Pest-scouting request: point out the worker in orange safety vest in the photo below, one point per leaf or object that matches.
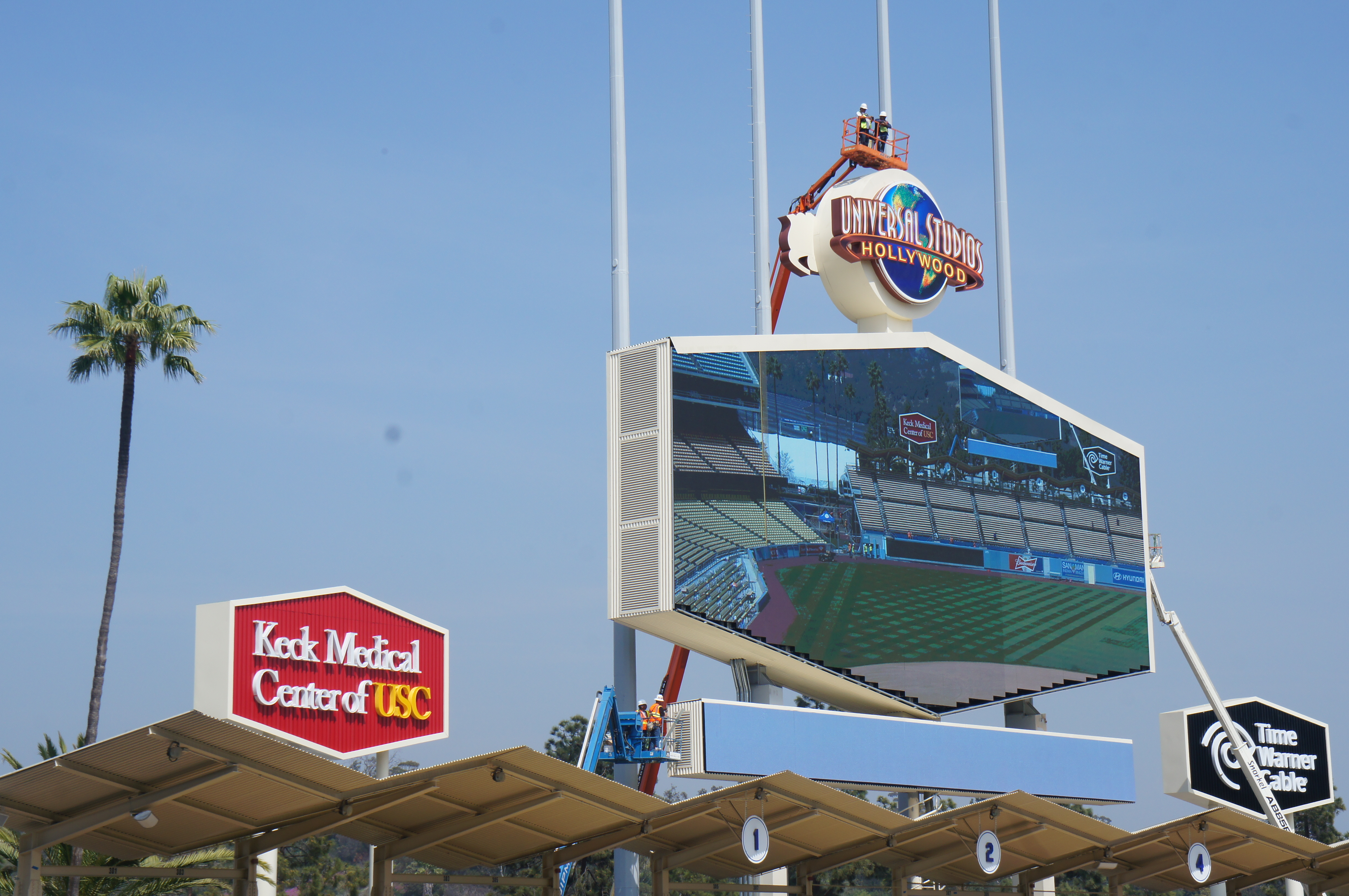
(864, 127)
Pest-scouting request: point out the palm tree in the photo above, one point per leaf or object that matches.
(131, 327)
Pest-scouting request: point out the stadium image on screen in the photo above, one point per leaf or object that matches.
(896, 517)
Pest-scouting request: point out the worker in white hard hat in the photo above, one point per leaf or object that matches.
(644, 717)
(657, 718)
(864, 127)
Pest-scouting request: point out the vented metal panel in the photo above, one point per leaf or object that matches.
(639, 401)
(640, 585)
(639, 462)
(641, 563)
(687, 725)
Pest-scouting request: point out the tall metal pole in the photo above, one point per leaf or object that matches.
(626, 882)
(618, 175)
(1007, 341)
(763, 223)
(883, 57)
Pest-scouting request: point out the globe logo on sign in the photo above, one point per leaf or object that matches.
(915, 282)
(1200, 863)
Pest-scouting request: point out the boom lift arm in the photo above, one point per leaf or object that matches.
(617, 737)
(1244, 751)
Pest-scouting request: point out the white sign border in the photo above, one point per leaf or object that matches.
(215, 649)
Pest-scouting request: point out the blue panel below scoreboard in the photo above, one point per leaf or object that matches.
(740, 741)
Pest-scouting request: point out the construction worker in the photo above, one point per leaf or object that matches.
(864, 127)
(883, 133)
(657, 718)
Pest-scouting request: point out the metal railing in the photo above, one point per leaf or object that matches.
(896, 144)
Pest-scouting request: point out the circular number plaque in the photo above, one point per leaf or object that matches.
(1200, 863)
(989, 852)
(755, 840)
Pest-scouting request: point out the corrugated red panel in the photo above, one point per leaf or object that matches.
(308, 691)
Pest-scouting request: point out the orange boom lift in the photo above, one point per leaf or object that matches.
(892, 153)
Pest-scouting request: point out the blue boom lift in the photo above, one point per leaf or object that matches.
(617, 737)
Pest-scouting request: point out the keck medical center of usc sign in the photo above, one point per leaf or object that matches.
(332, 670)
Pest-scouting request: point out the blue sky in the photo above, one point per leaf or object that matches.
(398, 215)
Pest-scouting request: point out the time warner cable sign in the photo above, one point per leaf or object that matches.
(334, 670)
(1293, 751)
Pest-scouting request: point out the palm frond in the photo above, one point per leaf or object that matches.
(180, 365)
(134, 319)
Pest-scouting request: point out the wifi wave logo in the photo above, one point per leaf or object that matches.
(1221, 754)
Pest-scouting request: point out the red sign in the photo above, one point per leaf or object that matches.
(332, 670)
(918, 428)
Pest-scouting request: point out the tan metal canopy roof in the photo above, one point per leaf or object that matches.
(228, 783)
(1329, 871)
(1246, 852)
(231, 785)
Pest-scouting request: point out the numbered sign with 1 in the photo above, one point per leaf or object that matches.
(1200, 863)
(988, 849)
(755, 839)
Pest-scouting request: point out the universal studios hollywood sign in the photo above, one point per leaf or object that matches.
(334, 670)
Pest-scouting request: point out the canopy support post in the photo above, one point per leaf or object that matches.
(30, 873)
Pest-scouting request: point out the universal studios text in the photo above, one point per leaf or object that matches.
(942, 248)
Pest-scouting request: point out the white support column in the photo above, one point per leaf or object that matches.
(764, 690)
(1007, 339)
(883, 58)
(626, 872)
(618, 176)
(246, 863)
(381, 772)
(763, 222)
(1022, 714)
(30, 873)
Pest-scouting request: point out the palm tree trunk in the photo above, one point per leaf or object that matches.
(119, 506)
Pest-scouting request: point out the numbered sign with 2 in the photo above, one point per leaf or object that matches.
(755, 839)
(988, 849)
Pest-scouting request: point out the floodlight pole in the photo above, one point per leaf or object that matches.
(1007, 341)
(1244, 752)
(763, 223)
(618, 176)
(625, 640)
(883, 57)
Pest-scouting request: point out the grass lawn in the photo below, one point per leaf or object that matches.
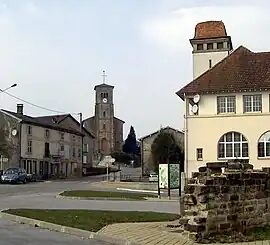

········

Aim of the task:
Identify every line of the data above that contains the string "panel", and copy each of those lines. Letter case counts.

Response below:
Pest-scouting request: point out the vented metal panel in the photo above, one point per leaf or object that matches.
Pest-scouting request: point out the blue panel below scoreboard in the photo above, one point per leaf or object that matches.
Pest-scouting request: point out the corrugated red panel in the photo above, one point per leaf or object that matches.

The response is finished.